→ **문서 발췌**:
********************
#### 토스 커뮤니티는 동적으로 생성되므로, selenium

In [1]:
from selenium import webdriver
from selenium.webdriver.chrome.options import Options
from selenium.webdriver.common.by import By
from selenium.webdriver.support.ui import WebDriverWait
from selenium.webdriver.support import expected_conditions as EC
import pandas as pd

In [2]:
import datetime
from dateutil.relativedelta import relativedelta
import time

In [4]:
import FinanceDataReader as fdr

In [5]:
# 종목명으로 업종코드 찾기

def search_code_by_name(market, name) :
  market_list = ['KOSPI','KOSDAQ','ETF']
  if market in market_list:
    if market in ['KOSPI','KOSDAQ']:
      df = fdr.StockListing(market)[['Code','Name']]
    else:
      df = fdr.StockListing('ETF/KR')[['Symbol','Name']]
  else:
    raise ValueError('시장입력오류')
  
  code = df[df['Name'] == name]['Code'].values[0]
  
  return code   
  

In [6]:
# 특정 시장의 종목 코드 리스트를 받는 함수

def code_list_by_market(market) :
  market_list = ['KOSPI','KOSDAQ','ETF']
  if market in market_list:
    if market in ['KOSPI','KOSDAQ']:
      df = fdr.StockListing(market).sort_values(by='Marcap', ascending=False)
      df = df.iloc[:1]
    else:
      df = fdr.StockListing('ETF/KR').sort_values(by='MarCap', ascending=False)
      df = df.iloc[100:400]
      df.rename(columns={'Symbol': 'Code'}, inplace=True)
  else:
    raise ValueError('시장입력오류')
  
  code_list = df['Code'].tolist()
  return code_list

In [82]:
fdr.StockListing('KOSPI').sort_values(by='Marcap', ascending=False).head(5)

Unnamed: 0,Code,ISU_CD,Name,Market,Dept,Close,ChangeCode,Changes,ChagesRatio,Open,High,Low,Volume,Amount,Marcap,Stocks,MarketId
0,5930,KR7005930003,삼성전자,KOSPI,,55700,2,-400,-0.71,56100,56500,55200,10502816,584917256700,332516888035000,5969782550,STK
1,660,KR7000660001,SK하이닉스,KOSPI,,207500,1,2500,1.22,208000,212500,206500,3742728,782465580500,151060490737500,728002365,STK
2,373220,KR7373220003,LG에너지솔루션,KOSPI,,350000,2,-8500,-2.37,356000,357500,348500,163515,57326309500,81900000000000,234000000,STK
3,207940,KR7207940008,삼성바이오로직스,KOSPI,,1011000,1,5000,0.5,1001000,1020000,999000,25028,25249684000,71956914000000,71174000,STK
4,5380,KR7005380001,현대차,KOSPI,,225000,1,12000,5.63,215000,227000,215000,1320309,294050720000,47118642975000,209416191,STK


In [7]:
# 오늘 날짜 구하기
today = datetime.datetime.today()
today_str = today.strftime('%Y-%m-%d')
********************
→ **처리할 자료**:
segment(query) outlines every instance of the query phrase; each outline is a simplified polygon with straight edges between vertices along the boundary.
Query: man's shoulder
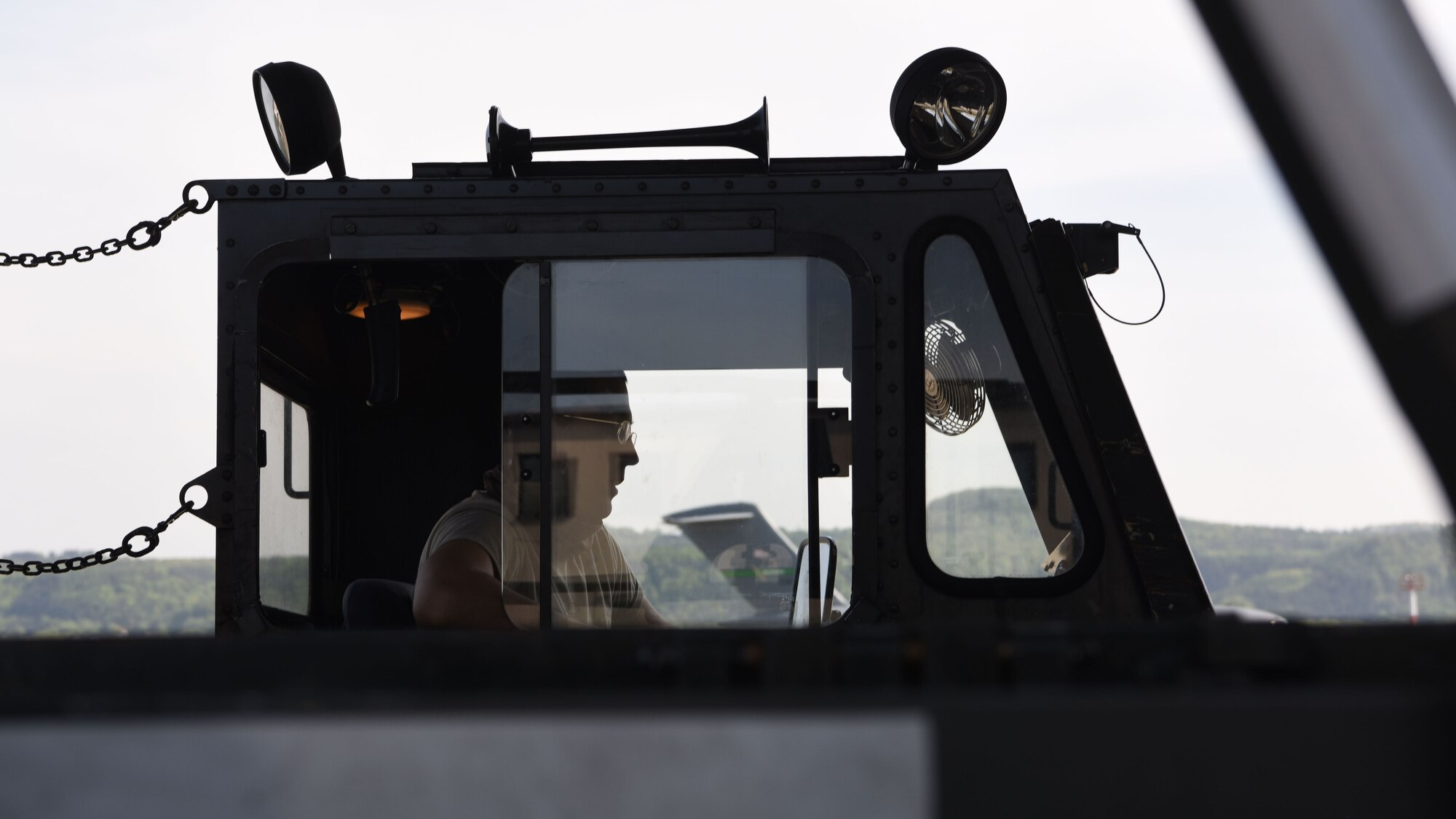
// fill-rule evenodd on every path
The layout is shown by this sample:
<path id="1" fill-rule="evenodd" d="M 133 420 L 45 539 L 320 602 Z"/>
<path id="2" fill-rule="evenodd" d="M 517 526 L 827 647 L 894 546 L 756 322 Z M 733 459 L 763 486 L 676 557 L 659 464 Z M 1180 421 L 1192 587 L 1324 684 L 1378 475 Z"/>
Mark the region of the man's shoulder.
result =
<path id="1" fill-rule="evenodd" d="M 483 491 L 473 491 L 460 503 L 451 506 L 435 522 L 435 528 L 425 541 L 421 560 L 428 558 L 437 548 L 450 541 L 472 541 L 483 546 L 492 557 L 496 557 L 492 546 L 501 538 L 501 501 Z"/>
********************
→ **도전 과제**:
[1] 본문에서 "df = df.iloc[100:400]"라는 말이 들어 있는 곳에서 시작하여 "code_list = df['Code'].tolist()"라는 말 뒤에서 멈추도록, 해당 부분을 한 글자도 바꾸지 말고 추출하십시오.
[2] 목록의 모든 줄을 요청 문구까지 포함하여 다시 적되, 답에 나온 다각형 꼭짓점 좌표에만 각각 0.55를 곱하고 정수로 반올림(0.5는 올림)하십시오. 그림은 답에서 빼십시오.
본문과 목록은 서로 다른 출처에서 가져온 것입니다.

→ **문제 해결**:
[1]
df = df.iloc[100:400]
      df.rename(columns={'Symbol': 'Code'}, inplace=True)
  else:
    raise ValueError('시장입력오류')
  
  code_list = df['Code'].tolist()

[2]
segment(query) outlines every instance of the query phrase; each outline is a simplified polygon with straight edges between vertices along the boundary.
Query: man's shoulder
// fill-rule evenodd on every path
The layout is shown by this sample:
<path id="1" fill-rule="evenodd" d="M 133 420 L 45 539 L 320 602 Z"/>
<path id="2" fill-rule="evenodd" d="M 517 526 L 827 647 L 894 546 L 756 322 Z M 733 459 L 763 486 L 676 557 L 659 464 Z M 1180 421 L 1192 587 L 1324 684 L 1378 475 Z"/>
Mark the region of the man's shoulder.
result =
<path id="1" fill-rule="evenodd" d="M 266 270 L 260 270 L 253 277 L 248 278 L 239 287 L 239 290 L 234 298 L 232 308 L 235 307 L 240 301 L 248 298 L 260 298 L 266 300 L 271 306 L 273 306 L 271 300 L 276 296 L 276 276 Z"/>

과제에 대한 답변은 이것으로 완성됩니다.